--- Begin Source excerpt ---
So, as I approached the 8 year anniversary of my writing blog, I did so with trepidation. This has been a prolific year so far, in terms of writing (I try and write creatively every weekend now). I had atleast ten things in the Submittable queue. The most I have ever had in my entire life! Two rejections came by. Then, an acceptance (of a poem) in a magazine I had been trying to break into for years. But no fiction; nothing fiction yet. I began to wonder about my credentials as a writer. Maybe, my writing was just not good enough. (I want to add here that these are self-destructive thoughts that many writers have in personal low moments, and indicates nothing of the writing itself).

Three days before the anniversary day hit, I got an email. One of my queer short stories had made it into the Honourable Mentions list in a fiction contest.

*

“Toklas to your Stein” (which in retrospect is a pretentious short story name) was the first story I wrote this year. It came to me in fragments. It came to me in bursts of frustration. It came to me and didn’t reveal its purpose till the very end. It also took me a whole month to write. Weeks of agonizing over a story that seemed to make absolutely no sense to me. The sections were haphazard, at best. At worst, it was an experiment in what I thought to be avant garde.

I wanted to submit a story for a contest, and I submitted this one (it’s all I had at the time of the deadline). The judges were none other than the esteemed Cherie Dimaline and Ayelet Tsabari. I felt a little ashamed because it was a story I didn’t really believe in. The style seemed off, and unlike anything I had ever written. And then I indulged in a terrible habit that I have: continued editing even after submission, all the while berating myself for submitting what I considered to be a “lesser” version.
--- End Source excerpt ---
--- Begin Records to use ---
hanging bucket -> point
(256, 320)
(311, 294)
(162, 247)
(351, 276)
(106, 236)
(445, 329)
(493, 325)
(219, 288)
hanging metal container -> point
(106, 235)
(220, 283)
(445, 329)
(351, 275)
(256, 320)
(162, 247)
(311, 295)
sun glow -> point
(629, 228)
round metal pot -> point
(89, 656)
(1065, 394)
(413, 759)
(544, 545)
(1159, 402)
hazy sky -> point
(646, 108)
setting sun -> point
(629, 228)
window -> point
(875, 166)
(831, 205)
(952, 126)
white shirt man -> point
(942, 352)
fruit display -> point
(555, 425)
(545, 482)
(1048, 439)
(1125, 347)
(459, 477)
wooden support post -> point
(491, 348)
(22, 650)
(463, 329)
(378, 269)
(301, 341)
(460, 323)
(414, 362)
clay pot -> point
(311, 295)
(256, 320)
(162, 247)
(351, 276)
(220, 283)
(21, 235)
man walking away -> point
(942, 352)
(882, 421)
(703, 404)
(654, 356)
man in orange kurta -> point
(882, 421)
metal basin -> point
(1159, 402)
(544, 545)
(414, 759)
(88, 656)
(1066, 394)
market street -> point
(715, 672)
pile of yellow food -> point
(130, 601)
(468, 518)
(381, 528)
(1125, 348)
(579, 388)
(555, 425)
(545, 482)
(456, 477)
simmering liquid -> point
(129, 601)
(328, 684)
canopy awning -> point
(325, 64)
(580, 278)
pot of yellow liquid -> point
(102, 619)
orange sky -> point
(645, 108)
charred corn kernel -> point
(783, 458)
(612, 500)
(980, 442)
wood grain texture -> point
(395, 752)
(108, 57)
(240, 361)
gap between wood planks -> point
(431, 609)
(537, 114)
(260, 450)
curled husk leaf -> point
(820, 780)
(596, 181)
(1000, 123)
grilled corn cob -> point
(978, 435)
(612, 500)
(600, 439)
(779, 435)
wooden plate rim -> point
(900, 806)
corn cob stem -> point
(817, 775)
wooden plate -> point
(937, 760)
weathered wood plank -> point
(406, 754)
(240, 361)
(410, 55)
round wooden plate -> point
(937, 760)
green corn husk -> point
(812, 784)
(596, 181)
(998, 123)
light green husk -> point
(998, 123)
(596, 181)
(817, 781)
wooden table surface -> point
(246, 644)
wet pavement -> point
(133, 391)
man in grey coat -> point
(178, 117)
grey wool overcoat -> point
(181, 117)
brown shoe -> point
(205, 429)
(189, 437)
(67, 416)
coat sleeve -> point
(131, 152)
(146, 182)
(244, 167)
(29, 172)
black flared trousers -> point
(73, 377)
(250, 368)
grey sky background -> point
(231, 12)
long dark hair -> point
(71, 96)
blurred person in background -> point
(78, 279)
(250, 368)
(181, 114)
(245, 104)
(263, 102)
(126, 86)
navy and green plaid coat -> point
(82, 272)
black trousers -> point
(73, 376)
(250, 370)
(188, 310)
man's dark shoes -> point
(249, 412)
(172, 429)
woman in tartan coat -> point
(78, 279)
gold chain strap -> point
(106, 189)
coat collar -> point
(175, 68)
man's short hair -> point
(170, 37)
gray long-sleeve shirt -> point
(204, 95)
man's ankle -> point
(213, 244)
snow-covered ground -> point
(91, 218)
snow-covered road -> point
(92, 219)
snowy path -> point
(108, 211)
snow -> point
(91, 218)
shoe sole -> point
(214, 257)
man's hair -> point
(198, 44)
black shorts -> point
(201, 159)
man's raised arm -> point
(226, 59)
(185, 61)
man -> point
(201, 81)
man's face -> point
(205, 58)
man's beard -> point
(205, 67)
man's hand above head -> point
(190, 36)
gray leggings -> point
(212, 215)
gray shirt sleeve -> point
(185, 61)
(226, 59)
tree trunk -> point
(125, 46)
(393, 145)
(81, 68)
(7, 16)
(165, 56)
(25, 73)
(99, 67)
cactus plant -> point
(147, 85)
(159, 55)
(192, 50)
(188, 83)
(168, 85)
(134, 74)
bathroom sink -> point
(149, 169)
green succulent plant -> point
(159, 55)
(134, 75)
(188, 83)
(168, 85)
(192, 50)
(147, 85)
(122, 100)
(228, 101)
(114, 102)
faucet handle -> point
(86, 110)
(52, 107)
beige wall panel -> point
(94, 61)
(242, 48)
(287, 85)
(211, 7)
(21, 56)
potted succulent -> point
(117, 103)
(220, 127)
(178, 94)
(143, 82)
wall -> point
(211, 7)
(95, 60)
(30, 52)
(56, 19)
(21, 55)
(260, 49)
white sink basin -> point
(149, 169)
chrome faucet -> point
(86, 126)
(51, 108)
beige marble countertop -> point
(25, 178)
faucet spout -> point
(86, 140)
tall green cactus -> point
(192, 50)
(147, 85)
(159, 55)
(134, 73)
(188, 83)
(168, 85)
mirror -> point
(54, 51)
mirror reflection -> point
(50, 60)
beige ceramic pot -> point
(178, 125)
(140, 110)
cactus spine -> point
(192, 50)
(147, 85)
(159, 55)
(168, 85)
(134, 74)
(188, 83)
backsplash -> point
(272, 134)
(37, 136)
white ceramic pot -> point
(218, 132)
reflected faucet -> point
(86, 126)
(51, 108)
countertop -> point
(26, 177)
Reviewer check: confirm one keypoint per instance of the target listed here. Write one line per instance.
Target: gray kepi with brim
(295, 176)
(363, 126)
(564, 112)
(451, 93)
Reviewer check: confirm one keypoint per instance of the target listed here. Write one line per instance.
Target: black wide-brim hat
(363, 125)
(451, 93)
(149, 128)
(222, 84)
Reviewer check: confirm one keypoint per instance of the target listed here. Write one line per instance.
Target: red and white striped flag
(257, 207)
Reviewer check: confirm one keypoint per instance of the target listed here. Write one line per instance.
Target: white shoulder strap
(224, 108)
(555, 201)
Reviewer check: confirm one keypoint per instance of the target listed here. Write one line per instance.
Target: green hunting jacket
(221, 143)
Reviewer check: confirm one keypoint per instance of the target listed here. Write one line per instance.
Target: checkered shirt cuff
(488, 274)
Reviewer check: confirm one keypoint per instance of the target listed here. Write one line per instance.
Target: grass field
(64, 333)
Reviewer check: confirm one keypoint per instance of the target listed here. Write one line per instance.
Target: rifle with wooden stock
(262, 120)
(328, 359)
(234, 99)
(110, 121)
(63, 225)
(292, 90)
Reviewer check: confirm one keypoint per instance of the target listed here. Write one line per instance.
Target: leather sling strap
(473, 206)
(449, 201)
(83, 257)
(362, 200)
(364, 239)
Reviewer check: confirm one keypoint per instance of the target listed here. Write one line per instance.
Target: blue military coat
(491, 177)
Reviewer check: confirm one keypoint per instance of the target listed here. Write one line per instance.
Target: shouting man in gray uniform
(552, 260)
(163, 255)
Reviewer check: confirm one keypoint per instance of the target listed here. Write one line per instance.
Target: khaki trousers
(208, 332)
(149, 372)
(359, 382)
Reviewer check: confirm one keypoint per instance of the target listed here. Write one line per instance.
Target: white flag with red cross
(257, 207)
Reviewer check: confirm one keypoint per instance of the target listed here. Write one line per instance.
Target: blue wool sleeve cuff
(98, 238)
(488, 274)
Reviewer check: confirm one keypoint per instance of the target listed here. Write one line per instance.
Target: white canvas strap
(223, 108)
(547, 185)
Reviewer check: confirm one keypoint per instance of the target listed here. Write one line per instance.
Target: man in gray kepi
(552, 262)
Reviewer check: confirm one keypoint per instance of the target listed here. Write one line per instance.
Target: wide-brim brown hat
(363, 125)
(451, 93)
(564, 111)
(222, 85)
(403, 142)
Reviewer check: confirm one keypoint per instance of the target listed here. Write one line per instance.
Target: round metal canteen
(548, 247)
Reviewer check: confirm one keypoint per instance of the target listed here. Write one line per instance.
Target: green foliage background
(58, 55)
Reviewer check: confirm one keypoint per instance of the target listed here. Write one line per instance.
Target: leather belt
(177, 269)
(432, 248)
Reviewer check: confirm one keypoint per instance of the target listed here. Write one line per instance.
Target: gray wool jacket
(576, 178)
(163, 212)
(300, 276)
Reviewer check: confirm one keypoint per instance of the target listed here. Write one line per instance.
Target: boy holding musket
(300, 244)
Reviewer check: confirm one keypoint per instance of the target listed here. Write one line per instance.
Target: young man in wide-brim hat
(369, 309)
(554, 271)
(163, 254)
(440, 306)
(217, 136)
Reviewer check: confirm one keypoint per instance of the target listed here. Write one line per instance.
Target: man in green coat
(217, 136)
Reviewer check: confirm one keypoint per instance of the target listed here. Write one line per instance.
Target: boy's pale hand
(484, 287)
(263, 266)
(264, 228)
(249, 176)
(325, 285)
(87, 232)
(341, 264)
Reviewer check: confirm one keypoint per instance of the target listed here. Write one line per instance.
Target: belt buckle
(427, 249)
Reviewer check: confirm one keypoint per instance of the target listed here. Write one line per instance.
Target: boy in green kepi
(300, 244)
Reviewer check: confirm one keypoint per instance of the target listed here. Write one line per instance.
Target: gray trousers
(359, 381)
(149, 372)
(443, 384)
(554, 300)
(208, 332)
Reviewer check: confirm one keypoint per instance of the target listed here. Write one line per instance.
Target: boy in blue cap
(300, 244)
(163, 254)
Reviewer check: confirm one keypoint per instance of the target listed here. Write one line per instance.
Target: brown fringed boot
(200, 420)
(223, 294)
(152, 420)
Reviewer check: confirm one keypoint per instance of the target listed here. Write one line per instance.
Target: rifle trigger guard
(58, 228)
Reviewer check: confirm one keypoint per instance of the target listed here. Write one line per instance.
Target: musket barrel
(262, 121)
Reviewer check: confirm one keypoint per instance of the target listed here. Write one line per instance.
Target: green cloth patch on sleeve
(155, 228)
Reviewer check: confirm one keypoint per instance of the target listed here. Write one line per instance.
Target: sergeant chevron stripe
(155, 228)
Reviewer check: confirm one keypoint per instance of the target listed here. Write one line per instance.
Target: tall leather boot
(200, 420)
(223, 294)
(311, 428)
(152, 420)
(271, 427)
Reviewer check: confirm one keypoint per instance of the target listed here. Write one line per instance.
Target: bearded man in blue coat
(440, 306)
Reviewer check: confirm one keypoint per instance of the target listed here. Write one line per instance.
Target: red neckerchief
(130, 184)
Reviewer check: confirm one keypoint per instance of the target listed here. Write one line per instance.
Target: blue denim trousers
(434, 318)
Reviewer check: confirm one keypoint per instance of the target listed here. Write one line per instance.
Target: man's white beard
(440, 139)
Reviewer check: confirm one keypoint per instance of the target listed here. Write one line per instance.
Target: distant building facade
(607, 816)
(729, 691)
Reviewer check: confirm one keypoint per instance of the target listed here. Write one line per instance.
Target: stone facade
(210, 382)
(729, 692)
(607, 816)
--- End Records to use ---
Task instructions -
1. In the blog post, reproduce the part starting at "So, as I approached" and ending at "the writing itself).", swapping "poem" for "short verse".
2. Show every line of the entries that contains the string "faucet". Case counts.

The replies -
1.
So, as I approached the 8 year anniversary of my writing blog, I did so with trepidation. This has been a prolific year so far, in terms of writing (I try and write creatively every weekend now). I had atleast ten things in the Submittable queue. The most I have ever had in my entire life! Two rejections came by. Then, an acceptance (of a short verse) in a magazine I had been trying to break into for years. But no fiction; nothing fiction yet. I began to wonder about my credentials as a writer. Maybe, my writing was just not good enough. (I want to add here that these are self-destructive thoughts that many writers have in personal low moments, and indicates nothing of the writing itself).

2.
faucet handle -> point
chrome faucet -> point
faucet spout -> point
reflected faucet -> point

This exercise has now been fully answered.